* _GIVEN DATA_:

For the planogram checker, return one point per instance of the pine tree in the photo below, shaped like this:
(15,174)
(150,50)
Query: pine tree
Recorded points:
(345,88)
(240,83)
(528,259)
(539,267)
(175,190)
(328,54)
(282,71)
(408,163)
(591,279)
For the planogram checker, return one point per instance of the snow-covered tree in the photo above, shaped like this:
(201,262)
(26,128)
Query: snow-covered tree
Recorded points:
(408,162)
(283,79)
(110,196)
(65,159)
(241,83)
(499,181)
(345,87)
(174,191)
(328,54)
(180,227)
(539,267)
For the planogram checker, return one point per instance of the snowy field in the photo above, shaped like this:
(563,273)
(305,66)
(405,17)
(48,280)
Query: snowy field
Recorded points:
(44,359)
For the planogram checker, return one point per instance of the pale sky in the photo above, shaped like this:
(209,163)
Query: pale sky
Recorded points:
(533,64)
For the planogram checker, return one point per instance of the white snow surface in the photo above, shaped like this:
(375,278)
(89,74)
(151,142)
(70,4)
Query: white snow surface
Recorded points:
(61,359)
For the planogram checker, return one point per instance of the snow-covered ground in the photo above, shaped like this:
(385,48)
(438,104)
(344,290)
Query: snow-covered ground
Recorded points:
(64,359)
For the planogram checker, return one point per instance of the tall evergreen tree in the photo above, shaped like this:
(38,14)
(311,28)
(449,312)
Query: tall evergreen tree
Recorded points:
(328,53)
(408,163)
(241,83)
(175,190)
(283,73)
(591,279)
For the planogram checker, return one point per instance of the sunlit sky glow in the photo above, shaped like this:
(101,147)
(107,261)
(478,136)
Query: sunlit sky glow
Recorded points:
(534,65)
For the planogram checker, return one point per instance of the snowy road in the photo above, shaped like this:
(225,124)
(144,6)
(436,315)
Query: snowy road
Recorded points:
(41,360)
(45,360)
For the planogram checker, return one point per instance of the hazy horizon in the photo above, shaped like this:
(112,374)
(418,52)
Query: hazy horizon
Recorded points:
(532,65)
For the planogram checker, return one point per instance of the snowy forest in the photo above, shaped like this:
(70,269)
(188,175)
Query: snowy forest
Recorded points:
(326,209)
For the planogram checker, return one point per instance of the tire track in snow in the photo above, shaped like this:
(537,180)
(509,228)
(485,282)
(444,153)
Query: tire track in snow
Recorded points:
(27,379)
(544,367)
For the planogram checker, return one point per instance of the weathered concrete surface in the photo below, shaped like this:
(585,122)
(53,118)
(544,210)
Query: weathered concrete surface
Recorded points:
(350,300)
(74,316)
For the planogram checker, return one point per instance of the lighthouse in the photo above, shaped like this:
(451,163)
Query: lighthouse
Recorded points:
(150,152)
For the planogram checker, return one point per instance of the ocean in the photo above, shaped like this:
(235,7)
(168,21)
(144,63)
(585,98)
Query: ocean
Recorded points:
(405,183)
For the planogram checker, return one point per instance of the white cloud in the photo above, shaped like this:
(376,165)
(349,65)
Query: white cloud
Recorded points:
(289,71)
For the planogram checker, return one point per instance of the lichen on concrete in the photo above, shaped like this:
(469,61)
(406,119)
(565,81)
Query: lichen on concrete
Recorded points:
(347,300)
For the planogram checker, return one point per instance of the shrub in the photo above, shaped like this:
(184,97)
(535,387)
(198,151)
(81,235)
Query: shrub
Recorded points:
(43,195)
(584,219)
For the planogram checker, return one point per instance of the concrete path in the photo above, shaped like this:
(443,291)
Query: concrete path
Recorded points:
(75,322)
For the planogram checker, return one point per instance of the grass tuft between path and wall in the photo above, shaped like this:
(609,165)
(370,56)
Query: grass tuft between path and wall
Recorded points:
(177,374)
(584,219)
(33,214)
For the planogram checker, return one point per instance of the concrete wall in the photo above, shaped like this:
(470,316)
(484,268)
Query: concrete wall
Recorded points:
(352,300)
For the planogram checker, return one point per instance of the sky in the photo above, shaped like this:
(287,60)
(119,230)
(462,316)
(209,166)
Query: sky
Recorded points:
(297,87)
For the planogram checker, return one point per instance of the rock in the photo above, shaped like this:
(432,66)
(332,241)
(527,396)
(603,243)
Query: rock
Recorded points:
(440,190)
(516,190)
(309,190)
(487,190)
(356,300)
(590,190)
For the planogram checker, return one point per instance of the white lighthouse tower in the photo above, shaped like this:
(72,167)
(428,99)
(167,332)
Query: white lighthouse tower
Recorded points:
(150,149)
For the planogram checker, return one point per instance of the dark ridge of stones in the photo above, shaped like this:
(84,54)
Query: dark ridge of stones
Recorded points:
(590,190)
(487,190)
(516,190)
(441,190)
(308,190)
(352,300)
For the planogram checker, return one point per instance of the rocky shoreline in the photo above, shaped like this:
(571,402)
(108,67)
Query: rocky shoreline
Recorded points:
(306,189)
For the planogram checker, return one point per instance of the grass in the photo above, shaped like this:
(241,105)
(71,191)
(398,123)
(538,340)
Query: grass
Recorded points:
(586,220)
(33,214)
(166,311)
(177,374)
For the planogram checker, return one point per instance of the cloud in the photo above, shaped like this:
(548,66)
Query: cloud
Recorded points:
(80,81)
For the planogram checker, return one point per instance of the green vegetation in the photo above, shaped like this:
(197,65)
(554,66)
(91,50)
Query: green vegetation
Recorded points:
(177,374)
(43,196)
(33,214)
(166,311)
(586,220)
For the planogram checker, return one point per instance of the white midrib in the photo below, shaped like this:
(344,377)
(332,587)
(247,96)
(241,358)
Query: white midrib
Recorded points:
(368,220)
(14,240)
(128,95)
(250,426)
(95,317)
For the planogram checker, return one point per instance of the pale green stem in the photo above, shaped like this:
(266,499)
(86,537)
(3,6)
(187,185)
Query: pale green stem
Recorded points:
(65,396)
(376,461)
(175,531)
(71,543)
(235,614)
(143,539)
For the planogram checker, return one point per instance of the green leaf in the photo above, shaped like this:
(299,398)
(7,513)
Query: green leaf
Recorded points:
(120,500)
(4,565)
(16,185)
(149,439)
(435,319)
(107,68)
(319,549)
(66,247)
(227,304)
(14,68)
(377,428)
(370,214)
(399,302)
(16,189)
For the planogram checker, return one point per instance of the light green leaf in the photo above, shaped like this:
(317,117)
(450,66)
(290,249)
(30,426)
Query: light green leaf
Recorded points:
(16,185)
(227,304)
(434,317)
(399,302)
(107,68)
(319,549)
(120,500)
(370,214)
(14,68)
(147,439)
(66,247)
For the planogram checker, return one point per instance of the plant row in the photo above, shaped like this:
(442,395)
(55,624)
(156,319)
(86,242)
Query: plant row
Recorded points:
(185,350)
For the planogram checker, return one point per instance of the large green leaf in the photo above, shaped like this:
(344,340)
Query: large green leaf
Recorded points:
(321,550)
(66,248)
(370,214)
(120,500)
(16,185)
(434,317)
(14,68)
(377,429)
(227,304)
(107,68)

* _EXERCISE PROMPT_: Please copy every line of the material above, from the line containing "of the plant" through the end of the material, with each coordinate listed under "Recorded points:" multiplied by 1.9 and rounded to a whole number, halves rounded up. Leave all other numbers unchanged, and give nothing beyond that part.

* _ANSWER FOR THE TASK_:
For the planogram checker, return one point per instance of the plant row in the photo above, shaped like this:
(442,395)
(55,624)
(156,319)
(86,242)
Query: plant row
Recorded points:
(352,665)
For the planogram checker, return one point per instance of the large green leaf in the photo above, shaped like this:
(344,340)
Query: large green leaf
Recorded points:
(610,1045)
(125,471)
(703,407)
(228,950)
(30,352)
(825,602)
(27,129)
(716,815)
(431,578)
(203,129)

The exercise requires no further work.